→ **学習用本文**:
良性石綿胸水とは、アスベスト(石綿)*が原因で炎症が起こり、胸水*がたまる病気です。良性石綿胸水では、経過観察が重要と考えられています。それは、この病気の発症後に、がんである胸膜中皮腫や、肺を包む膜が線維化するびまん性胸膜肥厚などの重症化する可能性の高い病気を発症することもあるからです。
今回は、アスベストを原因とする病気の診療に携わっていらっしゃる横須賀市立うわまち病院の三浦 溥太郎先生に、良性石綿胸水の診断と治療についてお話しいただきました。
アスベスト(石綿):天然の繊維状けい酸塩鉱物の総称
胸水:肺の外側を包んでいる2枚の膜の間の胸腔(きょうくう)にたまる液体のこと
良性石綿胸水の診断では、アスベストが原因であることを確認するとともに、他の原因の可能性を調べます。良性石綿胸水であれば治療を必要としないものが多いですが、他に原因がある場合、適切な治療を必要とするものもあるからです。
良性石綿胸水の診断では、アスベストにさらされた経験について確認します。特に、過去に建築現場などでアスベストを扱う仕事についていた経験があれば、診断につながる情報になります。
良性石綿胸水の原因であるアスベストとは、天然の繊維状けい酸塩鉱物の総称です。石綿と呼ばれることもあります。極めて細い繊維で、熱に強く丈夫で変化しにくいという特性をもっています。その特性から、建材(保温・断熱材など)などさまざまな工業製品に使用されていました。

→ **演習課題**:
(1) 良性石綿胸水の本文によれば、どのような経験があれば診断につながる情報になるとされていますか。
(2) 良性石綿胸水の本文にある「良性石綿胸水では、経過観察が重要と考えられています。」という一文を英語に訳してください。
(3) 良性石綿胸水の本文を、その最後の文の後から書き進めてください。
ここから先の記録は、本文とは別個の資料です。

→ **抽出記録**:

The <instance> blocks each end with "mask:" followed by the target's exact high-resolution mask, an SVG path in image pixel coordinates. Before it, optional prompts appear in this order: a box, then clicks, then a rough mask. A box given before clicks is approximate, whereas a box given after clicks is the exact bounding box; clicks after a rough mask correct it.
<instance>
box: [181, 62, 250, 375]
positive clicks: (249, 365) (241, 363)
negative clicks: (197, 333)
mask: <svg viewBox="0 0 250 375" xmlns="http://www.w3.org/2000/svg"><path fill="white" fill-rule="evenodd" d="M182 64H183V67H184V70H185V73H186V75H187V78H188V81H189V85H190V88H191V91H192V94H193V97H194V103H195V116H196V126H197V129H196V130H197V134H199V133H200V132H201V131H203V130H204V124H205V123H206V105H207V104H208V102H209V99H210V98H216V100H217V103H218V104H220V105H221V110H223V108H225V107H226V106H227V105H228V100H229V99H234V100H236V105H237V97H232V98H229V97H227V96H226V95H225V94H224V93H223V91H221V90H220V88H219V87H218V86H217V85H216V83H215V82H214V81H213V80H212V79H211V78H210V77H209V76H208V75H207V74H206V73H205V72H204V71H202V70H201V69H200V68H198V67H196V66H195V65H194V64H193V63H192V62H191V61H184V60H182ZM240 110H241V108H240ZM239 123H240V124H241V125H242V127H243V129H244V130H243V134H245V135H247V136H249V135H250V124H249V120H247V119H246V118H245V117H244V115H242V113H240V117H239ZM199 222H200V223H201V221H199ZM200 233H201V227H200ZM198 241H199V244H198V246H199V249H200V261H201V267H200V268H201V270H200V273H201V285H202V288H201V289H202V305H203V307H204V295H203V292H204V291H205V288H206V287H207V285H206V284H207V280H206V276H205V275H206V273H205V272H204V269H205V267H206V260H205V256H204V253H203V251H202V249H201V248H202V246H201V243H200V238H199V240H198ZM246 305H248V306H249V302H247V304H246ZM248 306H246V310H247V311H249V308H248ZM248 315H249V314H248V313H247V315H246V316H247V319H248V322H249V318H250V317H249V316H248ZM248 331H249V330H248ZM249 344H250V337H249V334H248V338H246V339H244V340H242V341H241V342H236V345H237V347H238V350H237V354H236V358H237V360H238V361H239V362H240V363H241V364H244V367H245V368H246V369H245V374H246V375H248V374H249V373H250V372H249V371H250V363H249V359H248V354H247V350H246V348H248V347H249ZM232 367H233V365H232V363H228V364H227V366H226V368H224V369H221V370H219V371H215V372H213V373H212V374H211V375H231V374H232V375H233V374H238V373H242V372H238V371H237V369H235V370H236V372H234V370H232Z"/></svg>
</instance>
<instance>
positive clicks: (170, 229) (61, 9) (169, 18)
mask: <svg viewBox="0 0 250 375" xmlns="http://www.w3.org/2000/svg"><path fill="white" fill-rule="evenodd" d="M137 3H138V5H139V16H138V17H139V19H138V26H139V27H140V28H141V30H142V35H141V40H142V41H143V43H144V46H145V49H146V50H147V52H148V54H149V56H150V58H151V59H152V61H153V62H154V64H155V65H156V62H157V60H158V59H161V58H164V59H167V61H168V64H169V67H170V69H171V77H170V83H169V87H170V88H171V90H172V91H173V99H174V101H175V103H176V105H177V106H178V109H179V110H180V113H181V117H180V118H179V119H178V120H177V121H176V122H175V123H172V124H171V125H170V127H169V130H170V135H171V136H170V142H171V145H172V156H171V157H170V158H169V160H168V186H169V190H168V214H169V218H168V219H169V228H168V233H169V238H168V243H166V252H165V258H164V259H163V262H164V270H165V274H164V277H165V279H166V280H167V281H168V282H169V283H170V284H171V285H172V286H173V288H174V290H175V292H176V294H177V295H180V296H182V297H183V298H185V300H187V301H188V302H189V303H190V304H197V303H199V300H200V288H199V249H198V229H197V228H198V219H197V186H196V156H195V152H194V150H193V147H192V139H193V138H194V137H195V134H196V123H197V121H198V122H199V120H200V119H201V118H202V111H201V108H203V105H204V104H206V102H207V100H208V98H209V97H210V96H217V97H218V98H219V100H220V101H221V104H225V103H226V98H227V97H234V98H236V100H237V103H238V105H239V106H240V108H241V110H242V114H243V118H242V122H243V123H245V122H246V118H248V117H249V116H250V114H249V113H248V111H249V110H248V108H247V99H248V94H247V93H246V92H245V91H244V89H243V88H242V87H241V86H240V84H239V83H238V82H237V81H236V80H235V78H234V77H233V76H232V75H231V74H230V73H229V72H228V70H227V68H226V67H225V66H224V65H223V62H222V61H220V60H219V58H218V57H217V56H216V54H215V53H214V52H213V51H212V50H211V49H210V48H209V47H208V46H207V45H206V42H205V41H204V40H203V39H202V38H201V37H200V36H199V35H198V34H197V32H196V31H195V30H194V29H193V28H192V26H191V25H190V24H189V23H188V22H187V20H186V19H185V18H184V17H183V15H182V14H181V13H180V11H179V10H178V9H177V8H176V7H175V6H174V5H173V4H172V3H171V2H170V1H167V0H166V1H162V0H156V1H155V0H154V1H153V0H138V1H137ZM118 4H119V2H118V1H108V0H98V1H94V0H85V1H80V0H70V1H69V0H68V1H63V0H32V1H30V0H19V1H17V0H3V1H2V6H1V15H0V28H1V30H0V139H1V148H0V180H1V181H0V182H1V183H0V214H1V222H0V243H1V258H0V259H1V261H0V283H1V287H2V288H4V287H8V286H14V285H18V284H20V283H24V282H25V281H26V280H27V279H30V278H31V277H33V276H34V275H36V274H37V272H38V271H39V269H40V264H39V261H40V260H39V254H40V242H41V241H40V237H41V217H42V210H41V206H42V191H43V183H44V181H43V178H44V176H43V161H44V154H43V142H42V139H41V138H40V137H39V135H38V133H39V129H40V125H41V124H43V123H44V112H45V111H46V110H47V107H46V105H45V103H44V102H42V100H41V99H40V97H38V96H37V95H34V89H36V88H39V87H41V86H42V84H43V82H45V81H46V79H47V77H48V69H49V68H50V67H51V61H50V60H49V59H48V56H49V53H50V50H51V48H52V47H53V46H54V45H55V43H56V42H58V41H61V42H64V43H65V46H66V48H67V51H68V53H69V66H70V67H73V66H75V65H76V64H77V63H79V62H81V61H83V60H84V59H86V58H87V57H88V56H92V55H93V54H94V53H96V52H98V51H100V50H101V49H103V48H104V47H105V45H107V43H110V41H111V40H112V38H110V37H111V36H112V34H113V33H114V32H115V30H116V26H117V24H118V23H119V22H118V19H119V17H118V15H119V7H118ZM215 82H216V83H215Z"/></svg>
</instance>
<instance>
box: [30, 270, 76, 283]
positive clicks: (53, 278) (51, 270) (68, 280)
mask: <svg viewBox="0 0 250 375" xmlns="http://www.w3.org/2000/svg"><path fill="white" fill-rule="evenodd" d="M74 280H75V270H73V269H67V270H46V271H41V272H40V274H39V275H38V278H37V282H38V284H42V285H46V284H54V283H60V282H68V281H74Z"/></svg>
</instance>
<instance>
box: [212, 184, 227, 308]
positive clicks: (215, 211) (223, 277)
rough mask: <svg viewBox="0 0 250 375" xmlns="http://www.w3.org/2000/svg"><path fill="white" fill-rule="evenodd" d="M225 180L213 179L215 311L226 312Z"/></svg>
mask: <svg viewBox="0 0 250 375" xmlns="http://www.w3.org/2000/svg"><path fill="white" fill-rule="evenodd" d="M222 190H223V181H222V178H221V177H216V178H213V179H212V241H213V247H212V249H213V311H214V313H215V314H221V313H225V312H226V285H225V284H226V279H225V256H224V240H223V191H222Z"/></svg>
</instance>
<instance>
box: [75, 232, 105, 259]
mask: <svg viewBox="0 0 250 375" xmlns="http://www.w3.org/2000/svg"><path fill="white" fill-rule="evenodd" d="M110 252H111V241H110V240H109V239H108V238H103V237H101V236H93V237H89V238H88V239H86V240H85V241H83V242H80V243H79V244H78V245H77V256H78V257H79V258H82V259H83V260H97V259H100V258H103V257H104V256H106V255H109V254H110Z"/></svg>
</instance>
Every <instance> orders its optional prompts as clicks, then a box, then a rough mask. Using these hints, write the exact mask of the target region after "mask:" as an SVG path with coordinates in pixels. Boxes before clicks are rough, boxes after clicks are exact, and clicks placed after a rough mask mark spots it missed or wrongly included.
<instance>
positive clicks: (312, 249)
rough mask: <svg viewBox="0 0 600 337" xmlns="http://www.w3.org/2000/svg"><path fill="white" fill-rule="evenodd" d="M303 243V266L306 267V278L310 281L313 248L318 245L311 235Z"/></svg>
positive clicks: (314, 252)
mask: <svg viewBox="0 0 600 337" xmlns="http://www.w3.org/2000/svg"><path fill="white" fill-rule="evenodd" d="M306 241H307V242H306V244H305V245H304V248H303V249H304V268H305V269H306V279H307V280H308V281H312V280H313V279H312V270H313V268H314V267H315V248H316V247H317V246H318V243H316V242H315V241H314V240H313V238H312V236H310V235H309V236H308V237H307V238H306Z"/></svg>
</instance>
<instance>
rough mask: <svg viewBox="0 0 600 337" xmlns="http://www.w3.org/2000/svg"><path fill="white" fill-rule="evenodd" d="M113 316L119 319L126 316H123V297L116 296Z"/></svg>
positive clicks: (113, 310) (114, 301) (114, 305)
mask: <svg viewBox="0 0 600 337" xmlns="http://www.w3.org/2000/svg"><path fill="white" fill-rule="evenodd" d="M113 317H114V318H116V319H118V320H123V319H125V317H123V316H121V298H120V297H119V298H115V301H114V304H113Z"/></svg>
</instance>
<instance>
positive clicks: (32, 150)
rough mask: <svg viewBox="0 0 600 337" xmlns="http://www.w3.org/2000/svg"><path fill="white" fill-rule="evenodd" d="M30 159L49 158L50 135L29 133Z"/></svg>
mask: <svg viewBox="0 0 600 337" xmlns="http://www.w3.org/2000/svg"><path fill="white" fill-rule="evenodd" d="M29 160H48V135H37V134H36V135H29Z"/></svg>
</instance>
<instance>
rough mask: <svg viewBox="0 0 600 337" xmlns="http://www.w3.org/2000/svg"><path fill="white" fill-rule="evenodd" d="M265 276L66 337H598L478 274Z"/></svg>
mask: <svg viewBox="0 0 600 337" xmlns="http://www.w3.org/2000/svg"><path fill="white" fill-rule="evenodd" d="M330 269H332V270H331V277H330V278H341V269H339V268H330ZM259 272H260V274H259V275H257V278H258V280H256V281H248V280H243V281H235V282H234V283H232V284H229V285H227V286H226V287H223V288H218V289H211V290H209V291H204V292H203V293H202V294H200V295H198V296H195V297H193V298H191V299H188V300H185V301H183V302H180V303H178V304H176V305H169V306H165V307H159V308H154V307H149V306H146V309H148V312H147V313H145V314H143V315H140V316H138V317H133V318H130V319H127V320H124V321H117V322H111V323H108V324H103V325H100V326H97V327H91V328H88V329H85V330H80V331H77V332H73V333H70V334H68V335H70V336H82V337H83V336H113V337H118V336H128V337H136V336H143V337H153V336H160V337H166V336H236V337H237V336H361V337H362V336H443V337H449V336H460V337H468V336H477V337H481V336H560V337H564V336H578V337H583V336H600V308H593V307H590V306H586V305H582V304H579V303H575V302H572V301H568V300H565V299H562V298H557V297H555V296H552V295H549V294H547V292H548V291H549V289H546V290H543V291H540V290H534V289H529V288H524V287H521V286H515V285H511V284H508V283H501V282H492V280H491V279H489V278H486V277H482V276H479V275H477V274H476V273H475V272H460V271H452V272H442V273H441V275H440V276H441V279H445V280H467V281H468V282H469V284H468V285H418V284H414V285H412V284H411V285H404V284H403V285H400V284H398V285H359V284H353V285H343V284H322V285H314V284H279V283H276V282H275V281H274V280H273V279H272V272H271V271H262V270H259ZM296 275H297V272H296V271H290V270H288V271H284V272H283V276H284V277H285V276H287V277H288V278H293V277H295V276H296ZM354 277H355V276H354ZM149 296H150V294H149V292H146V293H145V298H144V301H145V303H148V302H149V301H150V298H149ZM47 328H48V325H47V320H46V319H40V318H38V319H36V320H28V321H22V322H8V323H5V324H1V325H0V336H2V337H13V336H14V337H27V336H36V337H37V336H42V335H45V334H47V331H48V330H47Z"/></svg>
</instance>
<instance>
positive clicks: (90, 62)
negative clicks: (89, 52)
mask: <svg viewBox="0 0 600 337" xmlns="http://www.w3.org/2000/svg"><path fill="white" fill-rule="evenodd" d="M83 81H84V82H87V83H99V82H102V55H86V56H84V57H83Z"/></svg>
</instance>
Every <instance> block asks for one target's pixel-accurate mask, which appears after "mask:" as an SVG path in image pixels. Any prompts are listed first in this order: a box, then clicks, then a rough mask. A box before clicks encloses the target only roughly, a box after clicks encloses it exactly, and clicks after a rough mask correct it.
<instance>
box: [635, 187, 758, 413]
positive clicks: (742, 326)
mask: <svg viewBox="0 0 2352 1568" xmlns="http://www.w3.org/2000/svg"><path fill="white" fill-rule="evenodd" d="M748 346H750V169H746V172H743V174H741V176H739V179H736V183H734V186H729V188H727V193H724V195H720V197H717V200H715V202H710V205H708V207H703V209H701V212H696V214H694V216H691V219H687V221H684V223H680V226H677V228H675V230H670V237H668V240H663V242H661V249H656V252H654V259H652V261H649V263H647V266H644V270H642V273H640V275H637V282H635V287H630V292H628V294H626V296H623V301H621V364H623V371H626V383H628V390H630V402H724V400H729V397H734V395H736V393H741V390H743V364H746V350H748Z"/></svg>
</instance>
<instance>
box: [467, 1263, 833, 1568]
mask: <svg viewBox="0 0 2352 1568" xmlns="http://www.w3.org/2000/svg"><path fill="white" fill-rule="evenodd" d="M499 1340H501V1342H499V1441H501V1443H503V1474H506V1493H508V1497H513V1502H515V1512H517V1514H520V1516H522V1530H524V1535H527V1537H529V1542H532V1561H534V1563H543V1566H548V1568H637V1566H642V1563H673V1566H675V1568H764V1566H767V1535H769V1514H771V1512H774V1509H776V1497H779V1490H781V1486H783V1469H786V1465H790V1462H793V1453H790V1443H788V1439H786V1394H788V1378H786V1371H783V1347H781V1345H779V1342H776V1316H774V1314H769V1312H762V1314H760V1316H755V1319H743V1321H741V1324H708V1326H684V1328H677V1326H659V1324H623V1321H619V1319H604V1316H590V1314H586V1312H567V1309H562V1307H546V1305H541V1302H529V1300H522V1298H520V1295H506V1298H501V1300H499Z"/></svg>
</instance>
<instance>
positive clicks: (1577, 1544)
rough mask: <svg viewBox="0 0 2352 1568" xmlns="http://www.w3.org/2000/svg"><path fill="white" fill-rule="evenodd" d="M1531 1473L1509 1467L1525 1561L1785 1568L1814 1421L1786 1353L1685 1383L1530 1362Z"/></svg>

→ **課題別解答**:
(1) 過去に建築現場などでアスベストを扱う仕事についていた経験です。

(2) In benign asbestos pleural effusion, follow-up observation is considered important.

(3)
しかし、アスベストが体内に入ると、肺がんを始めとするさまざまな健康被害を引き起こす可能性があることがわかりました。このような健康被害を考慮し、日本では2006年よりアスベストの製造・使用等が全面的に禁止されています。
胸水がたまる原因は、アスベストだけではありません。胸水がたまる主な原因には、以下のものがあります。
胸水がたまった場合、このような病気が原因となっている可能性もあるため、検査を通して詳しく調べることが必要です。検査では主に胸水を抜き、その性質を調べます。
また、がんのひとつである胸膜中皮腫を早期に発見するために、胸腔鏡(先端に小型のカメラを装着した内視鏡)による検査を行うことがあります。胸腔鏡で採取した組織から悪性腫瘍の可能性を調べることも、診断の参考になります。
上述した検査によって、すぐに原因を特定できないことも少なくありません。そのため、良性石綿胸水の診断には、時間がかかることが多いです。
たとえば、悪性腫瘍の可能性を否定するためには、発見から1年程度は悪性腫瘍の発症がないか経過観察を行う必要があると考えられています。このような経過観察を行い悪性腫瘍が発生しなければ、そこで初めて良性石綿胸水と確定されるケースもあります。
職業的に過去にアスベストを吸った可能性があれば、申請と審査によって、離職時あるいは離職後に石綿健康管理手帳が交付される場合があります。この交付を受けると、年に2回、無料で胸部の健康診断を受けることができます。
健康診断で撮影される胸の画像によって、少量の胸水であっても発見が可能です。
石綿健康管理手帳が交付されていない場合には、胸部レントゲン検査やCT検査(エックス線を使って身体の断面を撮影する検査)などによって胸水が発見されることがあります。胸水は自覚症状が現れないことが多いため、このような画像検査によって発見されることが多いでしょう。
CT検査は胸部レントゲン検査に比べて浴びる放射線の量が多いため、良性石綿胸水を発見する目的で、最初からCT検査が行われることはありません。なお、健診では、放射線の量を抑えた低線量健診が行われます。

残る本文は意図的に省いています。